»»
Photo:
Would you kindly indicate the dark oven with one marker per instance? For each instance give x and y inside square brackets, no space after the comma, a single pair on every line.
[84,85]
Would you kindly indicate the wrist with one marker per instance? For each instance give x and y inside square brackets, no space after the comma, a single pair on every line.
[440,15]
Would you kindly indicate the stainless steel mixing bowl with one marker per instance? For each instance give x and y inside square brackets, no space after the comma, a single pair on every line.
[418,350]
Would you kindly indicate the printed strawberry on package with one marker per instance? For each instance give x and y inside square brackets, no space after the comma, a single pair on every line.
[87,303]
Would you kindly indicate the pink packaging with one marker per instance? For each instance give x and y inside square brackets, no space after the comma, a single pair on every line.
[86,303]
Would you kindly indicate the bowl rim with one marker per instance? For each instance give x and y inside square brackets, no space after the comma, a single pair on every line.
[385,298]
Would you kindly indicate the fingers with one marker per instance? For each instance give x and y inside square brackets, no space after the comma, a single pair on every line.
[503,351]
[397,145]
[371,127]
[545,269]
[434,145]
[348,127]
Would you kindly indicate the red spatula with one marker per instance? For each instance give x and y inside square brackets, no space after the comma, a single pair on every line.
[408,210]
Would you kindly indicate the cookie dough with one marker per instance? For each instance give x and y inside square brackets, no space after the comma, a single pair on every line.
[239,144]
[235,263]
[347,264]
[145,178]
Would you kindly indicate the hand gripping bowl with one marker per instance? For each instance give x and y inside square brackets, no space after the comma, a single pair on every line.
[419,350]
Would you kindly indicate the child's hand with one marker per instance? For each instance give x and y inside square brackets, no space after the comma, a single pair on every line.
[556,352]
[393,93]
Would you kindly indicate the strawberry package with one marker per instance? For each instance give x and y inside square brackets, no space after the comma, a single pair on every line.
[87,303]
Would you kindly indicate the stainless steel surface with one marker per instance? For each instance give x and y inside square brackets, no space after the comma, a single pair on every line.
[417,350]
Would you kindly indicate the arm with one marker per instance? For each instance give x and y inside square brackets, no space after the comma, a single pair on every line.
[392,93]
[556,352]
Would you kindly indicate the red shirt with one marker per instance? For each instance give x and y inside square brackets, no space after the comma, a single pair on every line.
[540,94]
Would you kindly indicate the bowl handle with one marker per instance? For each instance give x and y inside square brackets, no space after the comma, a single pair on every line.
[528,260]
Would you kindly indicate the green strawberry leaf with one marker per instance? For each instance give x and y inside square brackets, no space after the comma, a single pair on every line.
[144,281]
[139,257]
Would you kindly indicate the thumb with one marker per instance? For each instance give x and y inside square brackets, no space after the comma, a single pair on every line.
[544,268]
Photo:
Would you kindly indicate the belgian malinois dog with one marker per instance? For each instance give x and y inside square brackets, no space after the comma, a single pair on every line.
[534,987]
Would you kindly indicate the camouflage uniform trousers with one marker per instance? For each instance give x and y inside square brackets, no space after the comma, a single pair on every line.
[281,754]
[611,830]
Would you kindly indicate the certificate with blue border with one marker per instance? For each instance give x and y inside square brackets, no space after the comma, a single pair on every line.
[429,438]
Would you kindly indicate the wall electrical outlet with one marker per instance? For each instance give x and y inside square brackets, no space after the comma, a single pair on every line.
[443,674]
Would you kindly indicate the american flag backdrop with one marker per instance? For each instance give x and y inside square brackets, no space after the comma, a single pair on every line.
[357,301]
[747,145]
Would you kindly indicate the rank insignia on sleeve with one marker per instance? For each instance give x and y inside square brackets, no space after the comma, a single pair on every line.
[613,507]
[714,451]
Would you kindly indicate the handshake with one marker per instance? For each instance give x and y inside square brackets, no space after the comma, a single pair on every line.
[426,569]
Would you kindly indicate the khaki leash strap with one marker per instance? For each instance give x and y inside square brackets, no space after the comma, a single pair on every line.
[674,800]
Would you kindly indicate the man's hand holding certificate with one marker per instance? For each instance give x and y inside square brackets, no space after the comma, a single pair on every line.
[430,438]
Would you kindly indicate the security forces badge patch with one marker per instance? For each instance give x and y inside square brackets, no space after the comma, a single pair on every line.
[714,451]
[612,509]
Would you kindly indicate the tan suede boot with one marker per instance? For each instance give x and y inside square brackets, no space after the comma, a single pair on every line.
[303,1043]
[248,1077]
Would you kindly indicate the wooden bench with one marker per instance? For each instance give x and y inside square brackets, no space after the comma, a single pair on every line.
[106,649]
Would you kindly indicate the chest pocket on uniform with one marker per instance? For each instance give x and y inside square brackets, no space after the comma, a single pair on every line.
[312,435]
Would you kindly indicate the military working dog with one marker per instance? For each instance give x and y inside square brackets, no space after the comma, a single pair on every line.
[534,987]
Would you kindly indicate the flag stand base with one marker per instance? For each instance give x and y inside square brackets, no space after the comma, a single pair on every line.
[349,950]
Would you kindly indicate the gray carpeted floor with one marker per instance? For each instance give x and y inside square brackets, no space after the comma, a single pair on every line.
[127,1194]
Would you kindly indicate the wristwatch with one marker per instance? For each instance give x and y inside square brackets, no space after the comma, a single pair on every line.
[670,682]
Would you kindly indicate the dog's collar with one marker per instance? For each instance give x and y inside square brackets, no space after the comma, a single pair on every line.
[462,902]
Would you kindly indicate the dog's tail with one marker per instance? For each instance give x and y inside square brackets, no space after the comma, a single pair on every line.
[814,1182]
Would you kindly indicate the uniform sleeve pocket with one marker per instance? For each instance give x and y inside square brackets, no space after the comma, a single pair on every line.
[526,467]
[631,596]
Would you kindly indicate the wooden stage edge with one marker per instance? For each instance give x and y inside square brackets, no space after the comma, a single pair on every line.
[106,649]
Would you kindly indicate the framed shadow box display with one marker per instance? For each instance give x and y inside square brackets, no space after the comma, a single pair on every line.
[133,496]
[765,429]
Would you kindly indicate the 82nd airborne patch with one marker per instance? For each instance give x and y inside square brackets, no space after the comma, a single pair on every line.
««
Work to complete =>
Top to bottom, transcribe every line above exactly.

Expected answer =>
Photo:
Would you kindly indicate the dark oven with one marker per instance? For each instance give x and y inside square brackets, no space after the comma, a single pair on every line.
[84,85]
Would you kindly indicate the wrist with one marker per instance? For each instance give x and y inside square brackets, no space after the comma, a single pair on every line.
[440,15]
Would you kindly indicate the stainless steel mixing bowl with one marker per instance? For each instance give x and y inside square brackets, no space after the comma, a single pair on every line.
[418,350]
Would you kindly indicate the printed strawberry on package with one marker per instance? For each instance give x and y inside square brackets, no space after the comma, a single pair on every line.
[87,303]
Would you kindly indicate the pink packaging with one marker per instance? For each instance give x and y inside square brackets, no space after the comma, a single pair on every line.
[86,303]
Would you kindly indicate the bowl rim with one marker per instance? For each instance give x and y inside square brackets, no space after the comma, a single pair on every line.
[385,298]
Would you kindly indicate the fingers with one marker per instance? For each instance give x and y inside square brackets, no space after the comma, a single pair on every line.
[503,351]
[397,145]
[371,127]
[545,269]
[434,145]
[348,127]
Would you kindly indicate the red spatula with one marker per instance? For each instance give x and y inside square brackets, no space after the comma, a single pair on every line.
[408,210]
Would you kindly indicate the cookie dough with one marker per instance? For each instance give x and y inside square brackets, no space after the comma, a single pair on every line.
[239,144]
[235,263]
[347,264]
[145,178]
Would you kindly indicate the hand gripping bowl with one marker per instance? For each instance give x and y inside square brackets, no space after the comma, a single pair on every line.
[419,350]
Would you kindly indicate the child's hand with one marker per instance? For each instance give x and y inside square brackets, no space after the comma, a single pair on every line.
[556,352]
[393,93]
Would you kindly indicate the strawberry package with one marker per instance? For each instance give x and y inside square brackets, no space after the comma, a single pair on every line.
[87,303]
Would you kindly indicate the stainless steel surface with one marker per instance? For each instance give x and y inside square brackets, no space after the comma, a single pair on every line.
[417,350]
Would you kindly indicate the arm with one marker per instance? For each instance give x and y inside square brackets, no space after the comma, a single pair on every line.
[392,93]
[556,352]
Would you kindly indicate the red shirt with one marker per instance? For each instance give x and y inside square brackets, no space after the comma, a single pair on every line.
[540,94]
Would you kindly indicate the bowl handle with one marker per instance? For each instance give x and y inside square brackets, no space after the comma, a single pair on every line.
[528,260]
Would you kindly indicate the green strawberry leaf with one marker per instance? For each instance give x and y inside square brackets, no space after the comma, a single pair on every line.
[144,281]
[139,257]
Would you kindly indicate the thumb with one marker per instance? For each instance give x and y inside square brackets, no space after the comma, a single pair on every line.
[544,268]
Photo:
Would you kindly indicate the belgian malinois dog with one marker per instance? For each instance give x and y inside square brackets, no space after the comma, a single pair on every line.
[534,987]
Would you kindly indicate the camouflage uniform trousers with one marker per instance? For each instance give x and y inside square brackets, no space after the comma, a single pair on every line.
[281,754]
[611,830]
Would you kindly indicate the certificate with blue border with one marker per instance? For each instance give x and y inside square brackets, no space after the comma, a single pair on every line.
[429,438]
Would you kindly indicate the wall electrical outlet with one marker per instance? For each instance give x and y inside square brackets, no space after the comma, a single pair on every line.
[443,674]
Would you kindly indicate the american flag backdrop with one marker per instance? For each instance give x and y inside square brackets, no space after the comma, a single pair on every line.
[357,301]
[747,145]
Would you kindly indicate the rank insignia on sleeve with one marker per instance? For each instance give x and y inside square brackets, no space after the comma, a single pair on every line.
[613,507]
[714,451]
Would you kindly indicate the handshake with one marker per instance? For each instance give x and y inside square brackets, no space after the comma, a single pair on every line.
[426,569]
Would you kindly indicate the khaki leash strap with one marker per instance? For each instance give x and y inside square brackets, no space after the comma, a single pair on every line.
[674,800]
Would you kindly indicate the man's hand holding certificate with one marker per instance? For each instance give x and y inside square brackets, no space after the comma, a single pair on every line.
[430,438]
Would you kindly indicate the security forces badge patch with one marker per instance? For each instance give x and y inside square brackets, no space after the comma, a single pair on every line.
[714,451]
[612,509]
Would you kindly indicate the tan suede boot with one marker per instance? For each instance give x and y inside square brackets, no space after the comma, a single pair on every line.
[303,1043]
[248,1077]
Would you kindly indicate the wooden bench with one marker per instance? For each instance give x and y inside square brackets, no space after the comma, a single pair on every line.
[106,649]
Would you kindly indicate the chest pocket on uniform with one marker per instance? For each instance give x and y inside square brackets, no space after the comma, a single pair on every line.
[312,435]
Would you kindly indicate the military working dog with one marker per instance? For each instance give x and y inside square brackets, no space after the comma, a single pair on every line.
[534,987]
Would you kindly indicate the flag stand base with one marker per instance? For each instance give x and y inside square brackets, no space after the comma, a single pair on every line.
[349,950]
Would you kindly indicate the gray carpeted floor with one marker per instance? For each instance give x and y inside square brackets, no space after the comma, a single pair on every line.
[127,1194]
Would you kindly indicate the wristwatch with one marker per instance? For each instance give x and y inside square brackets, no space after the comma, a single pair on every line.
[670,682]
Would you kindly indicate the dog's collar with one marker per instance? For each instance give x and y inside square brackets, no space after the comma, a single pair on every line.
[462,902]
Would you kindly indicate the dog's tail with one marker per instance? For each instance give x and y inside square brackets, no space after the comma, a single pair on every line.
[814,1182]
Would you kindly indicate the uniform sleeve pocket with one marker per instance? For each instance give x and y inside square brackets, no space after the comma, a single pair on every line.
[526,467]
[631,596]
Would you kindly indicate the wooden stage edge with one marker per instance? For each instance give x and y inside square brackets, no space after the comma, a single pair on every line.
[106,649]
Would you kindly indicate the framed shadow box display with one marker per instance? For each instance give x and y inside square brackets, no space after the comma, a single pair on every line.
[133,496]
[765,429]
Would you kindly indicate the 82nd airborne patch with one marker per instance? For each instance give x and y inside square brackets, no space after the comma, a single pair on every line.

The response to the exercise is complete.